[Stored data]
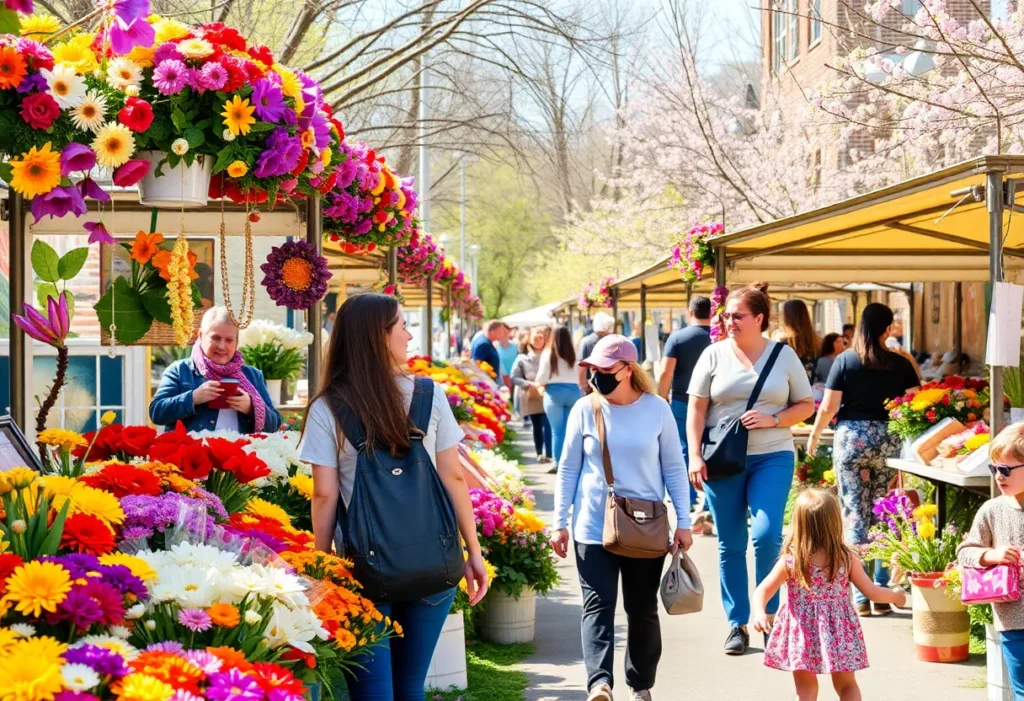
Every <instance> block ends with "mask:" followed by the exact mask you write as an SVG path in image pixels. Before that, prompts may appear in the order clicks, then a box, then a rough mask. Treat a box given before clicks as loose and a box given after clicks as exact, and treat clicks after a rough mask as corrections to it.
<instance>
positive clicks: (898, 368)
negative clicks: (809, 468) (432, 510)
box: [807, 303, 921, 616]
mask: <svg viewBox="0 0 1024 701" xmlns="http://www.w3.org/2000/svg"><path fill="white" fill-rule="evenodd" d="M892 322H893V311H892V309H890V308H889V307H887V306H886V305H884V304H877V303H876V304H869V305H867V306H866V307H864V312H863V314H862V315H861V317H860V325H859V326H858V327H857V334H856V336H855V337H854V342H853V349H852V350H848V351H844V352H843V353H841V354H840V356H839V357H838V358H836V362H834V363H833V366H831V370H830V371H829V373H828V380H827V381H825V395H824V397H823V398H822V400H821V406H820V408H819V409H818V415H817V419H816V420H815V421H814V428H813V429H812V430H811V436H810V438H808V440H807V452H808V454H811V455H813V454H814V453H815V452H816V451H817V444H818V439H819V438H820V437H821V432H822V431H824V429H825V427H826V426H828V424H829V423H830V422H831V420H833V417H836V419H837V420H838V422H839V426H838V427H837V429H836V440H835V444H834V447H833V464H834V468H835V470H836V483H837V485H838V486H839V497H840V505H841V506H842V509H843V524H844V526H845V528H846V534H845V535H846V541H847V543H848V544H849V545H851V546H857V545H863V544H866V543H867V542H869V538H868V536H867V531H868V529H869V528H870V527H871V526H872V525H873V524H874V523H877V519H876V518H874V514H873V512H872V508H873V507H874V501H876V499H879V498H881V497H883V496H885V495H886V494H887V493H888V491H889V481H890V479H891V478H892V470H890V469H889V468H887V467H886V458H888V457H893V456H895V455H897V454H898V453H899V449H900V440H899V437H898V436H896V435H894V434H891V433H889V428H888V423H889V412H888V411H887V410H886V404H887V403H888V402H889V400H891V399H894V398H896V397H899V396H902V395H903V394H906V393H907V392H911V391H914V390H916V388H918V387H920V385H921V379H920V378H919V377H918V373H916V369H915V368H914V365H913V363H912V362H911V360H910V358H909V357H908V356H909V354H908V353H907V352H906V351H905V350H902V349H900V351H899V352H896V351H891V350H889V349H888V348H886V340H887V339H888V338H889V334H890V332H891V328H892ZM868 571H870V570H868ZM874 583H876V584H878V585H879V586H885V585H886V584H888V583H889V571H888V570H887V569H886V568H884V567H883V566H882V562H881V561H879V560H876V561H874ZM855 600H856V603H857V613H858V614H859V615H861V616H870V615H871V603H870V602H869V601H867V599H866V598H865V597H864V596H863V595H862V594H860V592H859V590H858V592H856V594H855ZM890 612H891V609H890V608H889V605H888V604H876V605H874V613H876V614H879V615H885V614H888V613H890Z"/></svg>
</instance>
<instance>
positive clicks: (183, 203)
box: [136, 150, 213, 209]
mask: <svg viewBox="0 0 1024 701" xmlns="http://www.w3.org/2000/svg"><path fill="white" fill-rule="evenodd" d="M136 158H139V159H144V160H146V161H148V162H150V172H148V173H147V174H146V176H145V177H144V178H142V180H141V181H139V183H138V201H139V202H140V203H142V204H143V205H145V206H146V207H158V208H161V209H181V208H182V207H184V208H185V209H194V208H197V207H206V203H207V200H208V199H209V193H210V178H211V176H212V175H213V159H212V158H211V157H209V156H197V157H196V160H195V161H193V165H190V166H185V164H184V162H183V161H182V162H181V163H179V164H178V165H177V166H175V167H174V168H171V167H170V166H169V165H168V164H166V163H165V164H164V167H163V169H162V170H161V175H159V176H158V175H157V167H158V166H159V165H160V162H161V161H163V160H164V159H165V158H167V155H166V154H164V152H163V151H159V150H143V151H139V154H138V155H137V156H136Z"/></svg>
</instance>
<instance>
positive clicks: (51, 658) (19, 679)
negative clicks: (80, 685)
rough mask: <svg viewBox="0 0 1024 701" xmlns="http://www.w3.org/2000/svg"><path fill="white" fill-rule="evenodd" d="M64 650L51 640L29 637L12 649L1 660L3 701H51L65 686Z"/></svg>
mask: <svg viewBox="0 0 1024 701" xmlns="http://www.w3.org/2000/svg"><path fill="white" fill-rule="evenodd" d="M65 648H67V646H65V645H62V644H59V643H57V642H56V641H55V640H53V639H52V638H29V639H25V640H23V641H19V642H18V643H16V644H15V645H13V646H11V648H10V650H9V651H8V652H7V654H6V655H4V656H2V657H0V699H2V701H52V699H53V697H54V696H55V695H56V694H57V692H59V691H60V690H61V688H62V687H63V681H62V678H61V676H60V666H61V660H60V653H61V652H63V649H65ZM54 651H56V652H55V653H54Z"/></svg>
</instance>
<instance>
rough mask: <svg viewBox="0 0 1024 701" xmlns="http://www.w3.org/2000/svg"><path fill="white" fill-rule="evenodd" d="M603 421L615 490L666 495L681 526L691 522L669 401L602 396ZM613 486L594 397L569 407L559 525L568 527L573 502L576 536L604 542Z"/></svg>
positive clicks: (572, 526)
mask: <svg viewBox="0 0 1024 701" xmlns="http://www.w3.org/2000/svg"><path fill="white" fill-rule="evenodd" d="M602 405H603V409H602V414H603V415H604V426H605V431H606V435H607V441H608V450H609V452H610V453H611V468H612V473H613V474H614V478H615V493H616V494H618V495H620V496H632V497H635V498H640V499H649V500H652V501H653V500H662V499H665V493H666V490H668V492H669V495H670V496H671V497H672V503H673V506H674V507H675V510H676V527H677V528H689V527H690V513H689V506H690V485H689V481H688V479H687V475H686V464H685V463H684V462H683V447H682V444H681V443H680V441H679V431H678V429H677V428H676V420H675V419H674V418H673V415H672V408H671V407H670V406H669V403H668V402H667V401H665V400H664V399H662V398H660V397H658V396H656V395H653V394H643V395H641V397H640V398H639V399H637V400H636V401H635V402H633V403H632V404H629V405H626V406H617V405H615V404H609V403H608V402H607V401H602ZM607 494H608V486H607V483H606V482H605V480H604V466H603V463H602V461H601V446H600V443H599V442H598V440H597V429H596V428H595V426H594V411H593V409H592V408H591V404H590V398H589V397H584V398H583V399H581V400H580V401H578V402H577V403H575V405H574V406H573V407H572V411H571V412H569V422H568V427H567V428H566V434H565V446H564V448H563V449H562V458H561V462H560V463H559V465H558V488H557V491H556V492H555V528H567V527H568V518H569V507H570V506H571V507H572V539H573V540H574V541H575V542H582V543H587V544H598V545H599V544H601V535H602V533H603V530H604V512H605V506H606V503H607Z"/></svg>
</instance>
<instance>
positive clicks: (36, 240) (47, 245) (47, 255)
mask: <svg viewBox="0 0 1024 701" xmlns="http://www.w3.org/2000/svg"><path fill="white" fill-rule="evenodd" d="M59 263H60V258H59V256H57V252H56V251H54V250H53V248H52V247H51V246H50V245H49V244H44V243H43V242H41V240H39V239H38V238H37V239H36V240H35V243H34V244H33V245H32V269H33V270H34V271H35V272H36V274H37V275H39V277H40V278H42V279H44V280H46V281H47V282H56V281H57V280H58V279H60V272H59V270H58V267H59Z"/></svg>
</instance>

◆ Task to carry out
Can you give all of the lines above again with "positive clicks" swapped for "foreground clicks" and nothing else changed? Leave the pictures out.

◆ Exercise solution
Every <instance> block ends with "mask:" followed by the exact mask you write as an SVG path in image pixels. Before that, prompts may appear in the order clicks, then a box, then a rough mask. Treat a box given before clicks as loose and a box given after clicks as exact, and treat clicks after a rough mask as corrections to it.
<instance>
foreground clicks: (898, 368)
negative clicks: (809, 468) (432, 510)
box: [807, 303, 921, 616]
mask: <svg viewBox="0 0 1024 701" xmlns="http://www.w3.org/2000/svg"><path fill="white" fill-rule="evenodd" d="M892 322H893V311H892V309H890V308H889V307H887V306H886V305H884V304H877V303H876V304H869V305H867V306H866V307H864V312H863V314H862V315H861V317H860V325H859V326H858V327H857V334H856V336H855V337H854V342H853V349H852V350H848V351H844V352H843V353H841V354H840V356H839V357H838V358H836V362H834V363H833V366H831V370H830V371H829V373H828V380H827V381H825V395H824V397H823V398H822V400H821V406H820V408H819V409H818V415H817V419H816V420H815V421H814V428H813V429H812V430H811V436H810V438H808V440H807V452H808V454H811V455H813V454H814V453H815V452H816V451H817V444H818V439H819V438H820V437H821V432H822V431H824V429H825V427H826V426H828V424H829V423H830V422H831V420H833V417H836V419H837V420H838V422H839V426H838V427H837V429H836V440H835V444H834V447H833V464H834V468H835V470H836V483H837V485H838V486H839V497H840V505H841V506H842V509H843V524H844V526H845V528H846V534H845V535H846V541H847V543H848V544H849V545H851V546H857V545H863V544H866V543H867V542H869V538H868V536H867V531H868V529H869V528H870V527H871V526H872V525H873V524H874V523H877V519H876V518H874V514H873V512H872V508H873V507H874V501H876V499H879V498H881V497H883V496H885V495H886V494H887V493H888V491H889V481H890V479H891V478H892V470H890V469H889V468H887V467H886V458H888V457H893V456H895V455H897V454H898V453H899V449H900V440H899V437H898V436H896V435H894V434H891V433H889V428H888V423H889V412H888V411H887V410H886V404H887V403H888V402H889V400H891V399H894V398H896V397H899V396H902V395H903V394H906V393H907V392H911V391H914V390H916V388H918V387H920V385H921V379H920V378H919V377H918V373H916V369H915V368H914V365H913V363H912V362H911V360H910V358H909V357H908V356H909V354H908V353H907V352H906V351H905V350H902V349H900V351H899V352H896V351H891V350H889V349H888V348H886V340H887V339H888V338H889V334H890V332H891V328H892ZM868 571H870V570H868ZM874 583H876V584H878V585H879V586H885V585H886V584H888V583H889V571H888V570H887V569H886V568H884V567H883V566H882V562H881V561H879V560H876V561H874ZM855 600H856V603H857V613H858V614H859V615H861V616H870V615H871V603H870V602H869V601H867V599H866V598H865V597H864V596H863V595H862V594H860V592H859V590H858V592H856V594H855ZM890 612H891V609H890V608H889V605H888V604H876V605H874V613H876V614H879V615H885V614H888V613H890Z"/></svg>
</instance>
<instance>
foreground clicks: (183, 203)
box: [136, 150, 213, 209]
mask: <svg viewBox="0 0 1024 701" xmlns="http://www.w3.org/2000/svg"><path fill="white" fill-rule="evenodd" d="M136 158H139V159H144V160H146V161H148V162H150V172H148V173H147V174H146V176H145V177H144V178H142V180H141V181H139V183H138V201H139V202H140V203H142V204H143V205H145V206H146V207H158V208H161V209H181V208H182V207H184V208H185V209H194V208H197V207H206V203H207V200H208V199H209V193H210V178H211V176H212V175H213V159H212V158H211V157H209V156H197V157H196V160H195V161H193V165H190V166H185V164H184V162H183V161H182V162H181V163H179V164H178V165H177V166H175V167H174V168H171V167H170V166H169V165H168V164H166V163H165V164H164V167H163V169H162V170H161V175H159V176H158V175H157V167H158V166H159V165H160V162H161V161H163V160H164V159H165V158H167V155H166V154H164V152H163V151H159V150H143V151H139V154H138V155H137V156H136Z"/></svg>
</instance>
<instance>
foreground clicks: (51, 658) (19, 679)
negative clicks: (80, 685)
rough mask: <svg viewBox="0 0 1024 701" xmlns="http://www.w3.org/2000/svg"><path fill="white" fill-rule="evenodd" d="M64 650L51 640L29 637L12 649L1 660L3 701H51L65 686Z"/></svg>
mask: <svg viewBox="0 0 1024 701" xmlns="http://www.w3.org/2000/svg"><path fill="white" fill-rule="evenodd" d="M65 648H67V646H65V645H62V644H59V643H57V642H56V641H55V640H53V639H52V638H29V639H25V640H23V641H19V642H18V643H16V644H15V645H13V646H11V648H10V650H9V651H8V652H7V654H6V655H4V656H2V657H0V699H2V701H52V699H53V697H54V696H55V695H56V694H57V692H59V691H60V690H61V688H62V687H63V681H62V678H61V676H60V666H61V660H60V653H61V652H63V649H65ZM54 651H56V652H55V653H54Z"/></svg>
</instance>
<instance>
rough mask: <svg viewBox="0 0 1024 701" xmlns="http://www.w3.org/2000/svg"><path fill="white" fill-rule="evenodd" d="M603 421L615 490L666 495L681 526L691 522L669 401L602 396ZM613 486L594 397L569 407L559 525L568 527L573 502L576 536L604 542Z"/></svg>
foreground clicks: (572, 526)
mask: <svg viewBox="0 0 1024 701" xmlns="http://www.w3.org/2000/svg"><path fill="white" fill-rule="evenodd" d="M602 405H603V409H602V414H603V415H604V426H605V431H606V435H607V441H608V450H609V452H610V453H611V468H612V473H613V474H614V478H615V493H616V494H618V495H620V496H632V497H635V498H640V499H649V500H652V501H653V500H662V499H665V493H666V490H668V492H669V495H670V496H671V497H672V503H673V506H674V507H675V510H676V527H677V528H689V527H690V513H689V506H690V485H689V481H688V479H687V475H686V464H685V463H684V462H683V447H682V444H681V443H680V441H679V431H678V429H677V428H676V420H675V419H674V418H673V415H672V408H671V407H670V406H669V403H668V402H667V401H665V400H664V399H662V398H660V397H658V396H656V395H653V394H643V395H641V397H640V398H639V399H637V400H636V401H635V402H633V403H632V404H629V405H626V406H617V405H615V404H609V403H608V402H607V401H602ZM607 494H608V486H607V483H606V482H605V480H604V466H603V463H602V461H601V446H600V443H599V442H598V440H597V429H596V428H595V426H594V411H593V409H592V408H591V404H590V398H589V397H584V398H583V399H581V400H580V401H578V402H577V403H575V405H574V406H573V407H572V411H571V412H569V422H568V427H567V428H566V434H565V446H564V448H563V449H562V458H561V462H560V463H559V465H558V488H557V491H556V492H555V528H567V527H568V518H569V507H570V506H571V507H572V539H573V540H574V541H575V542H582V543H587V544H598V545H599V544H601V535H602V533H603V530H604V512H605V506H606V503H607Z"/></svg>
</instance>
<instance>
foreground clicks: (36, 240) (47, 245) (47, 255)
mask: <svg viewBox="0 0 1024 701" xmlns="http://www.w3.org/2000/svg"><path fill="white" fill-rule="evenodd" d="M59 263H60V258H59V256H57V252H56V251H54V250H53V248H52V247H51V246H50V245H49V244H44V243H43V242H41V240H39V239H38V238H37V239H36V240H35V243H34V244H33V245H32V269H33V270H34V271H35V272H36V274H37V275H39V277H40V278H42V279H44V280H46V281H47V282H56V281H57V280H58V279H60V272H59V270H58V267H59Z"/></svg>
</instance>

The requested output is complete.